→ Entries shown
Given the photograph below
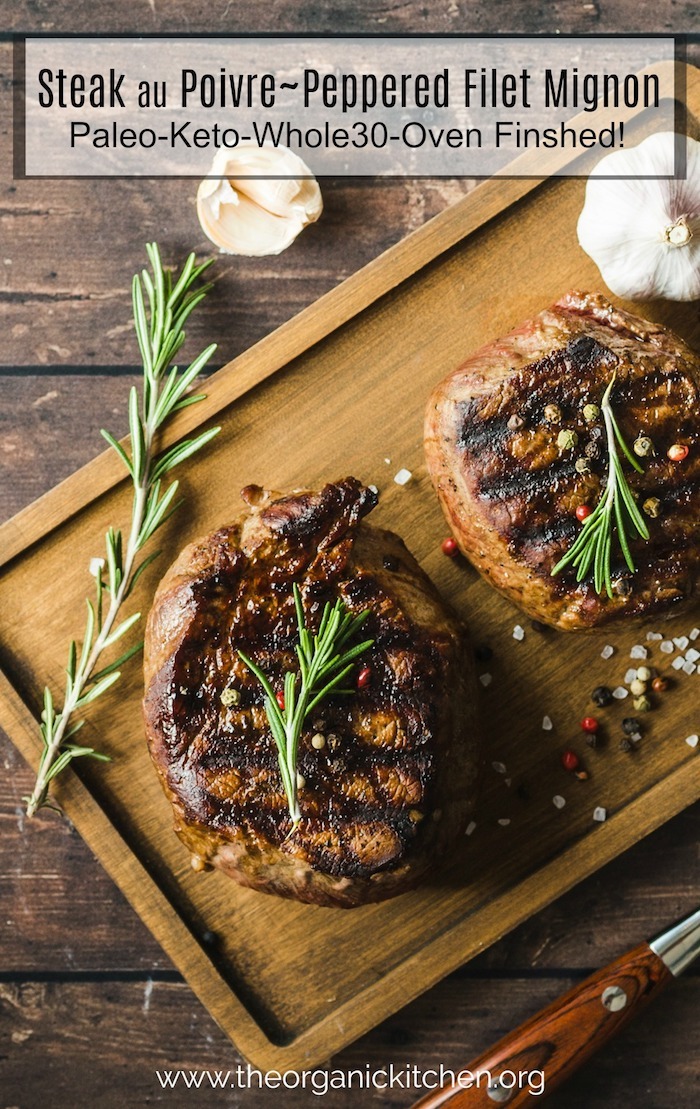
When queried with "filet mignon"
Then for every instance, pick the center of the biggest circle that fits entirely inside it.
(393, 785)
(509, 489)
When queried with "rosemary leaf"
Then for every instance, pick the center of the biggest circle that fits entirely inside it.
(615, 514)
(160, 312)
(323, 667)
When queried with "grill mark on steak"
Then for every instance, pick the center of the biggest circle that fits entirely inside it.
(510, 494)
(367, 791)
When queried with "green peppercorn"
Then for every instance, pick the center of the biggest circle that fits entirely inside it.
(642, 446)
(567, 440)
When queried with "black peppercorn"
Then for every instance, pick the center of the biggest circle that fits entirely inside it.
(601, 697)
(630, 725)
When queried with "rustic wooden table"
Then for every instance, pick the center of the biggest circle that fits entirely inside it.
(91, 1006)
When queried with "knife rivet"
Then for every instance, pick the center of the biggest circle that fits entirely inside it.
(498, 1092)
(614, 998)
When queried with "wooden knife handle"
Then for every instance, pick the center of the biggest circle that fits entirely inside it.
(561, 1037)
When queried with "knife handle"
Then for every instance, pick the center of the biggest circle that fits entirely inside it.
(561, 1037)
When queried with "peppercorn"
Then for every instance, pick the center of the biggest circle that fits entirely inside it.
(601, 695)
(363, 678)
(622, 587)
(642, 446)
(567, 440)
(678, 453)
(652, 507)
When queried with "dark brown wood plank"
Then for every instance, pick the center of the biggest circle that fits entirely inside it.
(72, 1045)
(221, 17)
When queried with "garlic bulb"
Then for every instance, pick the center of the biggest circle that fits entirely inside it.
(645, 234)
(256, 215)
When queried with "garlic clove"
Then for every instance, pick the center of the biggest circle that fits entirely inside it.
(262, 214)
(626, 223)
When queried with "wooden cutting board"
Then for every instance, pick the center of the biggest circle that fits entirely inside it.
(341, 389)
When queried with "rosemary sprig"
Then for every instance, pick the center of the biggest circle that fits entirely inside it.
(159, 318)
(324, 662)
(615, 512)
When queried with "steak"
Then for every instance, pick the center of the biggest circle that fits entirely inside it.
(393, 785)
(509, 489)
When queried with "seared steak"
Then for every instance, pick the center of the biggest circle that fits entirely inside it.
(392, 787)
(509, 489)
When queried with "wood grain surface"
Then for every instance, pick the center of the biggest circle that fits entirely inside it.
(83, 984)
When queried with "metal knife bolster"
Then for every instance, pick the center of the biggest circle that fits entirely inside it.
(679, 946)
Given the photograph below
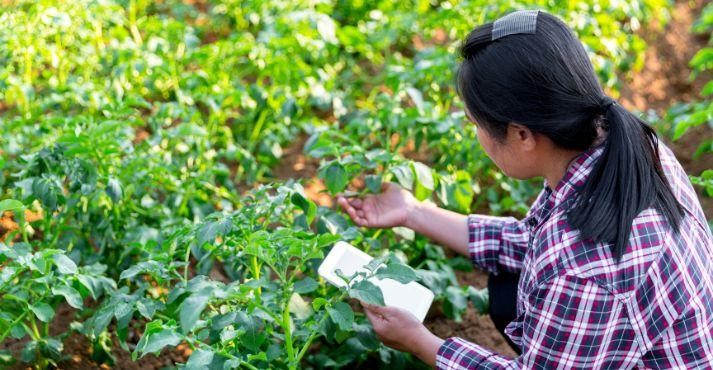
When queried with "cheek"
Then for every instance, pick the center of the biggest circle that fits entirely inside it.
(500, 154)
(491, 148)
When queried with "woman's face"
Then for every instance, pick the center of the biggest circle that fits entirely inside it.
(513, 154)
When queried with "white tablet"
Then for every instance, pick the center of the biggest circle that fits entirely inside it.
(413, 297)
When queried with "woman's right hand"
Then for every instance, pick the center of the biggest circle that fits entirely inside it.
(392, 207)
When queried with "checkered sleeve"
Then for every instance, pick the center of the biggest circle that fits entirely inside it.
(497, 243)
(569, 322)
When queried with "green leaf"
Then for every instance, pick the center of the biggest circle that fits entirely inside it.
(404, 175)
(335, 178)
(367, 292)
(114, 190)
(425, 183)
(306, 285)
(307, 206)
(373, 183)
(6, 357)
(156, 337)
(479, 298)
(10, 205)
(399, 272)
(212, 229)
(455, 303)
(342, 315)
(192, 308)
(254, 336)
(43, 311)
(299, 307)
(70, 294)
(158, 341)
(45, 190)
(200, 359)
(64, 264)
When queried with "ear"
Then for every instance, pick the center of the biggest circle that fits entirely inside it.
(522, 136)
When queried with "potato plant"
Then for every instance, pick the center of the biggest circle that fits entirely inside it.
(273, 307)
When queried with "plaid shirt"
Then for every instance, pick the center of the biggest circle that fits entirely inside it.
(577, 308)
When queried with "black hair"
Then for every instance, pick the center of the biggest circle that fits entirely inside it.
(545, 82)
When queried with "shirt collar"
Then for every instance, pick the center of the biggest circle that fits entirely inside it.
(577, 173)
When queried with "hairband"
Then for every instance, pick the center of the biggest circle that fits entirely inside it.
(521, 21)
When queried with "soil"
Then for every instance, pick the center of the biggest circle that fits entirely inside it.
(663, 81)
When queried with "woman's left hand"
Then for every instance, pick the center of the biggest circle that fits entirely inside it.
(400, 330)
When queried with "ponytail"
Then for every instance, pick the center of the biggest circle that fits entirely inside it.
(626, 180)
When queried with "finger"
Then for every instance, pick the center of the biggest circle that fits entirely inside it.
(373, 317)
(350, 210)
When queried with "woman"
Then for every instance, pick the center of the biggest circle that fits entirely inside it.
(614, 256)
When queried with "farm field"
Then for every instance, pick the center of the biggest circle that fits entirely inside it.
(168, 169)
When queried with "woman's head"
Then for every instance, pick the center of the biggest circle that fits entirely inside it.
(528, 74)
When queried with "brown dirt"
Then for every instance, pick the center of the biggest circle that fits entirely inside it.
(296, 165)
(474, 327)
(665, 80)
(78, 349)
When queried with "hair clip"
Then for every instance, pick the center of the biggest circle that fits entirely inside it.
(521, 21)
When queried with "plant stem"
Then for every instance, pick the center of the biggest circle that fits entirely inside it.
(288, 335)
(314, 333)
(256, 276)
(185, 267)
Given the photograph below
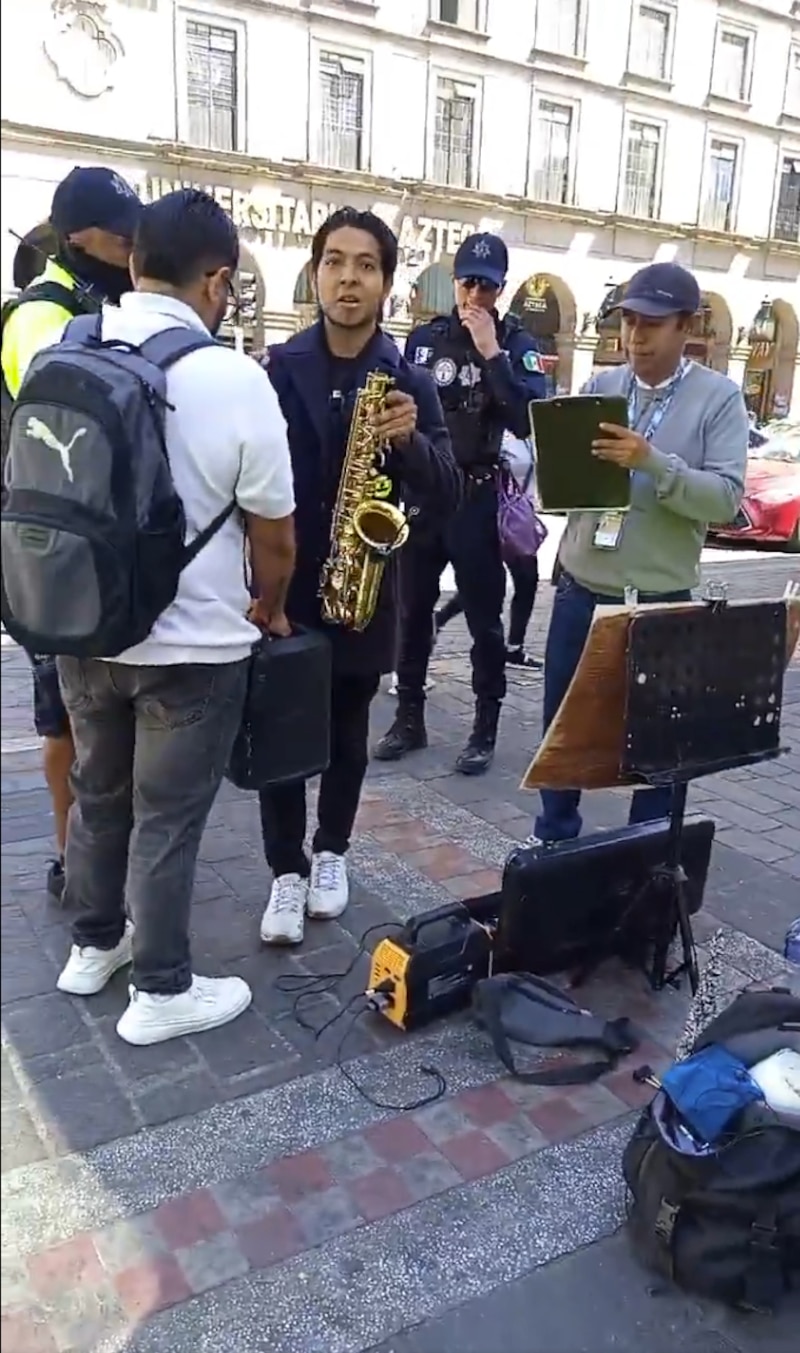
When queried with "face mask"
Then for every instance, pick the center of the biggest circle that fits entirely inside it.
(111, 283)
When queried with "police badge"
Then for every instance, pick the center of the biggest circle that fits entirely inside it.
(444, 371)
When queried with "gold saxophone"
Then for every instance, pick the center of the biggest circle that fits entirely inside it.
(364, 529)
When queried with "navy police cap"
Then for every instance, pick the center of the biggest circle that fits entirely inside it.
(482, 256)
(661, 290)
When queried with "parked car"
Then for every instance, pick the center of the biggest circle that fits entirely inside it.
(770, 506)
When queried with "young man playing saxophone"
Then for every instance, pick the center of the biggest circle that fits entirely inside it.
(317, 376)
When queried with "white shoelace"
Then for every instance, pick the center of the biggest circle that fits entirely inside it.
(328, 872)
(287, 896)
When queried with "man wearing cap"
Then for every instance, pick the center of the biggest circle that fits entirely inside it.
(91, 225)
(486, 370)
(686, 449)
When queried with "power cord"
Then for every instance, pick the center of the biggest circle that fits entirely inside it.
(321, 984)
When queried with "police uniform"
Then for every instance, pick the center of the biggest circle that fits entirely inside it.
(481, 399)
(27, 329)
(37, 318)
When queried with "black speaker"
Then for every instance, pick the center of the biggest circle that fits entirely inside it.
(284, 735)
(566, 907)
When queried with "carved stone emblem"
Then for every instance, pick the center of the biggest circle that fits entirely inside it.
(83, 48)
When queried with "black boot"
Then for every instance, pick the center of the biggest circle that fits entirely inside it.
(406, 734)
(478, 754)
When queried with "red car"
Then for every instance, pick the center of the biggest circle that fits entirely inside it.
(770, 506)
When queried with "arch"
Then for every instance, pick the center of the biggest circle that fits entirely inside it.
(305, 298)
(432, 292)
(769, 376)
(712, 329)
(608, 349)
(546, 307)
(245, 313)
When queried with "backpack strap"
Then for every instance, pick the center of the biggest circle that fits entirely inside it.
(164, 349)
(764, 1277)
(616, 1039)
(525, 483)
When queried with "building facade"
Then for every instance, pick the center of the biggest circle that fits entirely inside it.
(596, 135)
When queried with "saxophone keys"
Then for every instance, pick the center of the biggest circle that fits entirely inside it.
(381, 486)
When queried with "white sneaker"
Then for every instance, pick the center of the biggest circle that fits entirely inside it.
(88, 970)
(282, 923)
(429, 685)
(209, 1003)
(328, 889)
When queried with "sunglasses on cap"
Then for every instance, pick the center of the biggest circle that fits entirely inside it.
(477, 284)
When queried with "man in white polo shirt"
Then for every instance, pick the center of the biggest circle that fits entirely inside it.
(154, 727)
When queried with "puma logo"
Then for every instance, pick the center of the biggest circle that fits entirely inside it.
(39, 432)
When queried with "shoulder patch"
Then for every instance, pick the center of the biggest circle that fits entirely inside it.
(532, 361)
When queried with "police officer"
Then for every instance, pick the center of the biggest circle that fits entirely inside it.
(486, 371)
(90, 232)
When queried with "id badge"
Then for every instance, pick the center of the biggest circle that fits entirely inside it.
(608, 531)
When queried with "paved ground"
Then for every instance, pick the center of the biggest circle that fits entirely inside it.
(236, 1194)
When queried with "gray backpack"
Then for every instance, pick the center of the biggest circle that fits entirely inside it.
(92, 529)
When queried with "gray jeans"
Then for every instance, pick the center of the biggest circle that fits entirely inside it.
(152, 744)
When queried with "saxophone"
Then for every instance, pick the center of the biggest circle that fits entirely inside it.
(364, 529)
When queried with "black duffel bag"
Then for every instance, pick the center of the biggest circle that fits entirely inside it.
(724, 1225)
(284, 734)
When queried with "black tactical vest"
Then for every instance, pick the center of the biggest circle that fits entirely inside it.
(471, 417)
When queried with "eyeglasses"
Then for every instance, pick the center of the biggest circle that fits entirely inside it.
(477, 284)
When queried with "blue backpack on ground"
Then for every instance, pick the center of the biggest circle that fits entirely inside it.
(92, 529)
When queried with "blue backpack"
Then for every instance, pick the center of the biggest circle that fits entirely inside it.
(92, 528)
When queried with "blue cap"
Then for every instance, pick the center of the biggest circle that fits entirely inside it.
(95, 198)
(661, 290)
(482, 256)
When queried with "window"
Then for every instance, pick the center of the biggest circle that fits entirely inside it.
(731, 66)
(793, 83)
(554, 135)
(341, 111)
(788, 204)
(454, 161)
(650, 42)
(462, 12)
(558, 26)
(718, 207)
(639, 195)
(211, 85)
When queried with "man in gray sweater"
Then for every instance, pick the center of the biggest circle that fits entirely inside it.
(686, 447)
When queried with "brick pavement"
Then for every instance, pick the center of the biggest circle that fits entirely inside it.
(218, 1194)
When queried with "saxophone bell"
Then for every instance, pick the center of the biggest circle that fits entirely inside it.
(381, 526)
(366, 529)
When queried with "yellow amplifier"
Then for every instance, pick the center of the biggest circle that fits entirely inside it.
(431, 966)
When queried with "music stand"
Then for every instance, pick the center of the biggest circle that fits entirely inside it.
(704, 693)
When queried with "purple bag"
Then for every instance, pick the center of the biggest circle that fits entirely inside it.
(521, 531)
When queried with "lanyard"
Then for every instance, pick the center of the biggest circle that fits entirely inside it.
(659, 407)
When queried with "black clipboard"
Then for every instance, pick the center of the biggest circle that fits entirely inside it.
(569, 478)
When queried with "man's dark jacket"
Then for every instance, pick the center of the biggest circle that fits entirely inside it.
(303, 376)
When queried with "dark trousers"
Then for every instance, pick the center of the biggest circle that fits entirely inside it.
(150, 744)
(570, 623)
(471, 544)
(525, 579)
(283, 809)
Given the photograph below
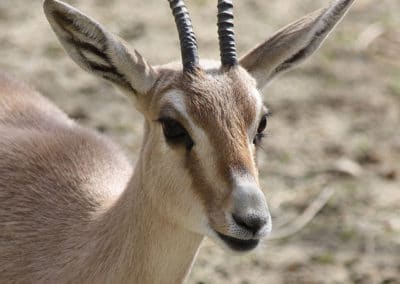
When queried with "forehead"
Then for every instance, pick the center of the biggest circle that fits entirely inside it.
(215, 96)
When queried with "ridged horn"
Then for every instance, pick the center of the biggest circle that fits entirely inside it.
(190, 58)
(226, 33)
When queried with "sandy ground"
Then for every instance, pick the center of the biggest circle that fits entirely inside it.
(335, 124)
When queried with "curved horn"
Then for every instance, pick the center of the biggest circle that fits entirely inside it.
(190, 58)
(226, 33)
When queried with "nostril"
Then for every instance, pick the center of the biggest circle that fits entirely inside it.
(252, 223)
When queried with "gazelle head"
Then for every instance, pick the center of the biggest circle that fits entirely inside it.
(203, 119)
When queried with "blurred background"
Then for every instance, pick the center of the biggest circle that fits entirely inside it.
(333, 139)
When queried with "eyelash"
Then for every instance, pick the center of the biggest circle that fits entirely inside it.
(175, 133)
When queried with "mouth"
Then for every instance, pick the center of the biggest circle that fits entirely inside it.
(239, 244)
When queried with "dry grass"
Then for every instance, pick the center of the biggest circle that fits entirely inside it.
(344, 104)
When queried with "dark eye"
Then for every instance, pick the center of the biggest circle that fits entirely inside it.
(260, 130)
(175, 133)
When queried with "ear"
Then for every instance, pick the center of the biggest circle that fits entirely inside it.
(294, 43)
(98, 51)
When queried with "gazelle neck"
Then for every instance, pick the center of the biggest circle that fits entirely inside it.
(138, 244)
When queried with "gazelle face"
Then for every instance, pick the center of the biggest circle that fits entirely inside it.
(204, 129)
(203, 123)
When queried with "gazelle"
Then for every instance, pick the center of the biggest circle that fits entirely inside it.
(73, 210)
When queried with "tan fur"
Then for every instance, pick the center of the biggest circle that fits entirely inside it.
(73, 210)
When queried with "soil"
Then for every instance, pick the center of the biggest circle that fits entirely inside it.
(335, 124)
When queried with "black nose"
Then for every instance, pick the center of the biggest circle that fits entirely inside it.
(252, 223)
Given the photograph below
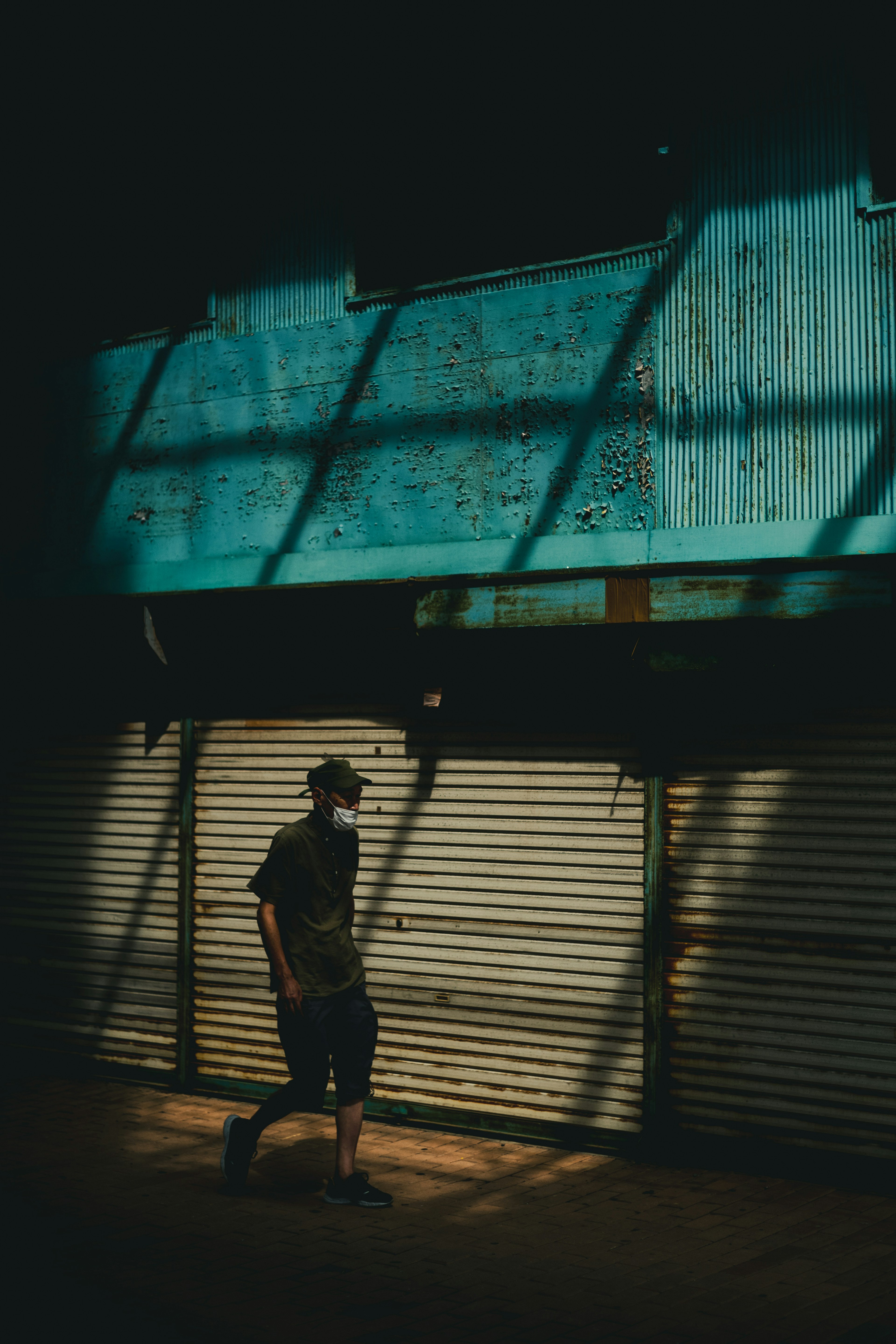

→ Task directions
Consider the entries above and return each line with the string "garlic".

→ Output of the task
When queried with "garlic bulb"
When queried with "garlic clove"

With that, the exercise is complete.